What you are asked to do:
Reproduce every one of the following lines verbatim and in their original order, changing nothing.

Dataset entries:
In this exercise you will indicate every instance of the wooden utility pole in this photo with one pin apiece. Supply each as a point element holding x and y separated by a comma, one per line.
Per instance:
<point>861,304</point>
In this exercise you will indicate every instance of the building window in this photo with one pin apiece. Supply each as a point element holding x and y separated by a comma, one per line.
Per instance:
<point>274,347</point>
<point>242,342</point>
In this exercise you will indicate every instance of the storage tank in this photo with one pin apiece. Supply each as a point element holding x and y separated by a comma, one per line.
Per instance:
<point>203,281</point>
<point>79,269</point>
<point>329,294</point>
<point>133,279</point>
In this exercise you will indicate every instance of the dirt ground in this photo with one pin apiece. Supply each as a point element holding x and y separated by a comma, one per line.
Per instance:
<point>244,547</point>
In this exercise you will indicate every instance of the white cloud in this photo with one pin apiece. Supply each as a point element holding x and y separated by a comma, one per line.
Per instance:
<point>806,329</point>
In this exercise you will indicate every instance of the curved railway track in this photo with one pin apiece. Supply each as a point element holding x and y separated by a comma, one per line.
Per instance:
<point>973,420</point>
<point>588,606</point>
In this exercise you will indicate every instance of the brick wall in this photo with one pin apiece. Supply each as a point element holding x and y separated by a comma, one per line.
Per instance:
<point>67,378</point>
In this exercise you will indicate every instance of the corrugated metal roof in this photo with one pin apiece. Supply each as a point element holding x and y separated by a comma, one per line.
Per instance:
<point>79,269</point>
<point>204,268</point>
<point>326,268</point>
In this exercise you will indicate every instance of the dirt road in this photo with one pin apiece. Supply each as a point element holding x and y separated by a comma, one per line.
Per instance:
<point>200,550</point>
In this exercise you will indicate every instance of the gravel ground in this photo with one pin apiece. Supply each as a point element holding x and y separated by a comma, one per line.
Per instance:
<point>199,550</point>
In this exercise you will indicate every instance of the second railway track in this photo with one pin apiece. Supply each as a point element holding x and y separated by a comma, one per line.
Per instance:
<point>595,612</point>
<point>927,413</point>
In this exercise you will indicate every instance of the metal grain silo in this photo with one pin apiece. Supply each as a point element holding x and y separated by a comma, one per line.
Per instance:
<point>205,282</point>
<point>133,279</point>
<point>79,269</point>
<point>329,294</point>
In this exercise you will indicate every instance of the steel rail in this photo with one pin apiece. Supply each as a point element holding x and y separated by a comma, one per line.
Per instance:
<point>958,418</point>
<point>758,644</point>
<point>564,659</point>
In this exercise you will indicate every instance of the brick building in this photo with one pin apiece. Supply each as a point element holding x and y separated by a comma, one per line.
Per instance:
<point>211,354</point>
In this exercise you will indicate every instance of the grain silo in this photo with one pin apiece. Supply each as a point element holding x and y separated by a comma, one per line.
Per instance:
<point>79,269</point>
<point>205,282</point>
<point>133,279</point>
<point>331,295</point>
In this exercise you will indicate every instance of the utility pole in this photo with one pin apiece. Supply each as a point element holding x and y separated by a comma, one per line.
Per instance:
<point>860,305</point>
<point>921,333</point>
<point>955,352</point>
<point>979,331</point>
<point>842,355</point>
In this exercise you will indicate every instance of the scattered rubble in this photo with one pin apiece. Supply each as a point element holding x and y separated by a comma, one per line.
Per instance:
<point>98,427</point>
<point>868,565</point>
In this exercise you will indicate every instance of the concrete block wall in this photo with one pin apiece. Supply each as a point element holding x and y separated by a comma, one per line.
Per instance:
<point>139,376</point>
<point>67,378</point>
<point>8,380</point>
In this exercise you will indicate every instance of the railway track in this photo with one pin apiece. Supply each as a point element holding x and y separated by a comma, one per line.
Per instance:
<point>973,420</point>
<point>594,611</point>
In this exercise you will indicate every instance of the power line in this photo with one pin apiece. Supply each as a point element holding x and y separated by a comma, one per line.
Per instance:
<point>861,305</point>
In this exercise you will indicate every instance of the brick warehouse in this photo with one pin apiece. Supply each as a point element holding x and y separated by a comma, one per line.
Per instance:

Right answer:
In this exercise you will indicate every instance of the wooden utility pole in this photo with one pin apiece. Supply each as a point element holding x and y separated by a comma, one per line.
Per instance:
<point>861,304</point>
In this exercise you will indicate every instance of the building window in this photo with one pin apiece. Supply each as a point element holding x and y separated by a comma, one per line.
Per instance:
<point>274,347</point>
<point>242,342</point>
In this exercise you will indicate every instance of the storage tank in this photo with one pin apiece. Supply each as a point element holding x and y separated by a comma, one per line.
Per instance:
<point>203,281</point>
<point>79,269</point>
<point>329,294</point>
<point>133,279</point>
In this exercise you will indicate every instance of the dirt ground in this photo with one pin apiece. Supply each as a point element holding x and y separated by a comma, one per line.
Per instance:
<point>244,547</point>
In this exercise you will indicate every instance of the white cloud in this photo with one pin apiece. Supply each as a point element holding x and y separated by a comma, one per line.
Per instance:
<point>806,329</point>
In this exercise you will indicate every instance of the curved railway track in this photo with one pin apiece. Supply each as a point element holding x and y separated by a comma, one per line.
Per instance:
<point>973,420</point>
<point>588,606</point>
In this exercise you will indicate every instance of the brick wall in this photo with one pin apiece. Supply each as a point element holding x and y separated by a comma, one per line.
Per instance:
<point>67,378</point>
In this exercise you will indicate every instance of the corrugated metal roof in this photo with one pin apiece. Supply each as a point element holding x and y separated by a comma, one per line.
Per instance:
<point>79,269</point>
<point>204,268</point>
<point>326,268</point>
In this exercise you will indicate every instance of the dirt road in this photo with one pin apiece. Supply each as a point element holding x and y separated by a comma, one per line.
Per instance:
<point>200,550</point>
In this exercise you will indicate every instance of the gravel ground in this photo with one pin apiece. Supply each as a point element holding x and y separated by a comma, one per line.
Per instance:
<point>199,550</point>
In this exercise you will indicate every instance of the second railway track in this photo with one pin apiece. Supply each as a point element holding x and y separated by a comma, one per line.
Per instance:
<point>595,612</point>
<point>927,413</point>
In this exercise you will indicate every instance of the metal grain silo in this photo with one pin apiece. Supply each as a point element holding x and y separated by a comma, one per line.
Per instance:
<point>205,282</point>
<point>133,279</point>
<point>79,269</point>
<point>329,294</point>
In this exercise you will indicate every instance of the steel rail in this photo with one pin apiece. Supply each as a point element holding x and y separated by a comma, one per line.
Per instance:
<point>958,418</point>
<point>758,644</point>
<point>564,659</point>
In this exercise you will indicate every instance of the brick building in this photo with one pin apiece. Supply each as a point element holding x and y separated by a comma, one per line.
Per instance:
<point>211,354</point>
In this exercise you will indicate every instance of the grain silo in this photo with one pin apiece. Supply each as a point element holding x and y separated by a comma, one per line.
Per instance:
<point>79,269</point>
<point>205,282</point>
<point>133,279</point>
<point>331,295</point>
In this exercise you will indicate every instance of the utility pole in this photo with one pin apiece. Supply each as a point element holding x and y separated by a comma, one per line.
Per instance:
<point>860,305</point>
<point>921,333</point>
<point>955,352</point>
<point>979,331</point>
<point>842,355</point>
In this exercise you will indicate every instance of the scattered rubble in this photo with one pin apiece. Supply each as a point element holding x and y separated by a comma, one per line.
Per instance:
<point>98,427</point>
<point>868,565</point>
In this exercise you will indicate every instance of the concrete block wall in this photo with one pin apiece. Supply each as a point element holding x and y separated by a comma, one per line.
Per instance:
<point>139,376</point>
<point>67,378</point>
<point>8,380</point>
In this exercise you will indicate every instance of the railway track in this photo with one pin apiece. Supply each as a point element holding x and y separated by a comma, one per line.
Per instance:
<point>973,420</point>
<point>594,611</point>
In this exercise you will indicate every instance of the power line in this photo with one pin apiece. Supply each as a point element holding x and y separated by a comma, one per line.
Per instance:
<point>861,305</point>
In this exercise you will indicate every instance of the brick warehouse in this photo with one pin apiece. Supply each as a point element holding x and y separated by a comma, one per line.
Per instance:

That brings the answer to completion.